[Coordinate annotation records]
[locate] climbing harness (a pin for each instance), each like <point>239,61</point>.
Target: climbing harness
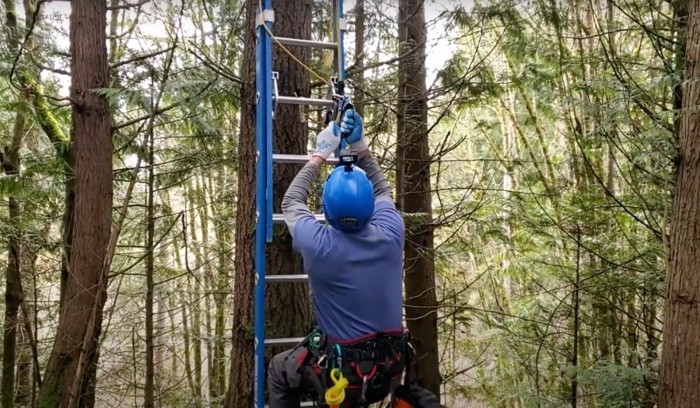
<point>367,369</point>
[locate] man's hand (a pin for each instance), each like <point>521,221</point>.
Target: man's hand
<point>352,129</point>
<point>327,141</point>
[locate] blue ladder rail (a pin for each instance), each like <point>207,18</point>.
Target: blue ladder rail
<point>266,99</point>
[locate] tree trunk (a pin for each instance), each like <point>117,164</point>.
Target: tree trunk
<point>74,354</point>
<point>359,97</point>
<point>413,184</point>
<point>149,390</point>
<point>680,362</point>
<point>289,314</point>
<point>10,163</point>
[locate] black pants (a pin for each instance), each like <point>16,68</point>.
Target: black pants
<point>285,394</point>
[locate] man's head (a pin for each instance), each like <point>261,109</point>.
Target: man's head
<point>348,199</point>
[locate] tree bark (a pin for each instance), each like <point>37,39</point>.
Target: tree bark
<point>414,193</point>
<point>10,163</point>
<point>287,305</point>
<point>149,389</point>
<point>680,362</point>
<point>359,97</point>
<point>74,354</point>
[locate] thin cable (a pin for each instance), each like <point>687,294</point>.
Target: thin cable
<point>309,69</point>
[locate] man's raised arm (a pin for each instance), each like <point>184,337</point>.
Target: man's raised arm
<point>353,127</point>
<point>294,203</point>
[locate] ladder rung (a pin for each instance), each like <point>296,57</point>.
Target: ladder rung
<point>279,218</point>
<point>303,404</point>
<point>306,43</point>
<point>286,278</point>
<point>288,341</point>
<point>296,100</point>
<point>298,158</point>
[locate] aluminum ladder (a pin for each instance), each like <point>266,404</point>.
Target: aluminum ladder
<point>267,99</point>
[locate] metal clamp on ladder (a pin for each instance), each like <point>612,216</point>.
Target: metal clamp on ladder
<point>267,100</point>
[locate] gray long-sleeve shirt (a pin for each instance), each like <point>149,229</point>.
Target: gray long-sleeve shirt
<point>294,203</point>
<point>356,279</point>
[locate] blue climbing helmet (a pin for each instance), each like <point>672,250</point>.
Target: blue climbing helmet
<point>348,198</point>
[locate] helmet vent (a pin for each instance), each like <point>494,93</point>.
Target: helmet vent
<point>348,221</point>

The task — Rewrite all of the items above, changing every "a pin for each instance" to "one pin per instance" and keeping everything else the same. Leave the pictures out of your answer.

Output of the exercise —
[locate] climbing harness (one pin per instance), each like <point>239,61</point>.
Target: climbing harness
<point>367,369</point>
[locate] man's hand (one pin per instance), each like <point>521,221</point>.
Target: man's hand
<point>352,129</point>
<point>327,141</point>
[locate] blue ladder rail (one pin per instance), each like <point>207,18</point>.
Target: blue ladder rail
<point>266,99</point>
[locate] tree trunk (one pin per instance), each like <point>117,164</point>.
Target: tree trunk
<point>74,354</point>
<point>359,97</point>
<point>413,184</point>
<point>149,390</point>
<point>680,362</point>
<point>289,314</point>
<point>10,163</point>
[locate] black pants (one pin per instance), each like <point>16,68</point>.
Target: black pants
<point>285,394</point>
[locate] man's head (one pin per instance), each like <point>261,109</point>.
Target: man's head
<point>348,199</point>
[locate] tree bark (one pin per instance), each like <point>37,39</point>.
Target: tree bark
<point>414,193</point>
<point>10,163</point>
<point>287,305</point>
<point>149,389</point>
<point>680,362</point>
<point>359,97</point>
<point>74,354</point>
[locate] thin cable (one pin per instance), each like <point>687,294</point>.
Target: thin cable
<point>309,69</point>
[locate] man's raised arm (one pin per instance), each like <point>184,337</point>.
Target: man's raised arm
<point>353,127</point>
<point>294,203</point>
[locate] ladder rung (one pin per instance), each like <point>296,57</point>.
Target: ladder rung
<point>279,218</point>
<point>303,404</point>
<point>306,43</point>
<point>286,278</point>
<point>288,341</point>
<point>296,100</point>
<point>298,158</point>
[locate] aluminum ladder (one pin per instance), each like <point>266,404</point>.
Target: aluminum ladder
<point>267,99</point>
[locate] metal clamp on ladder (one pin per instance), each like <point>612,216</point>.
Target: metal clamp on ladder
<point>267,100</point>
[locate] gray long-sleeve shirt (one pin per instance), each like <point>149,229</point>.
Target: gray long-sleeve shirt
<point>294,203</point>
<point>356,279</point>
[locate] blue climbing helmet (one pin per instance), each like <point>672,250</point>.
Target: blue climbing helmet
<point>348,198</point>
[locate] helmet vent (one pin per instance), each like <point>494,93</point>.
Target: helmet vent
<point>348,221</point>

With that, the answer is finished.